Records from a dataset
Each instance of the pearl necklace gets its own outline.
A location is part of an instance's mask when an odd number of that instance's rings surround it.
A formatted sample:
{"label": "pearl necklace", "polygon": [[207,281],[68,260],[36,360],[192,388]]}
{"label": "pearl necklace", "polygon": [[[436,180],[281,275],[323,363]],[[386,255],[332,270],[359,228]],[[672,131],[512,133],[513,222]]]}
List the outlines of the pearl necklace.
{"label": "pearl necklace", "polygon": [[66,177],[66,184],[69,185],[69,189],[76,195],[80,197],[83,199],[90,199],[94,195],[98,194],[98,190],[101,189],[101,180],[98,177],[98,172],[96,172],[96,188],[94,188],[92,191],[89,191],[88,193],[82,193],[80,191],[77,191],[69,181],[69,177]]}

- [What is needed]: Retype the entries exactly, including every line.

- [Written response]:
Each instance of the pearl necklace gets its own outline.
A location is part of an instance's mask when an odd number of that instance's rings surround it.
A formatted sample:
{"label": "pearl necklace", "polygon": [[207,281],[68,260],[36,360],[192,388]]}
{"label": "pearl necklace", "polygon": [[[436,180],[281,275],[323,363]],[[386,255],[332,270],[359,228]],[[672,131],[512,133],[513,222]]]}
List the outlines of the pearl necklace.
{"label": "pearl necklace", "polygon": [[66,177],[66,184],[69,185],[69,189],[76,195],[80,197],[83,199],[90,199],[94,195],[98,194],[98,190],[101,189],[101,180],[98,177],[98,172],[96,172],[96,188],[94,188],[92,191],[89,191],[88,193],[82,193],[80,191],[77,191],[69,181],[69,177]]}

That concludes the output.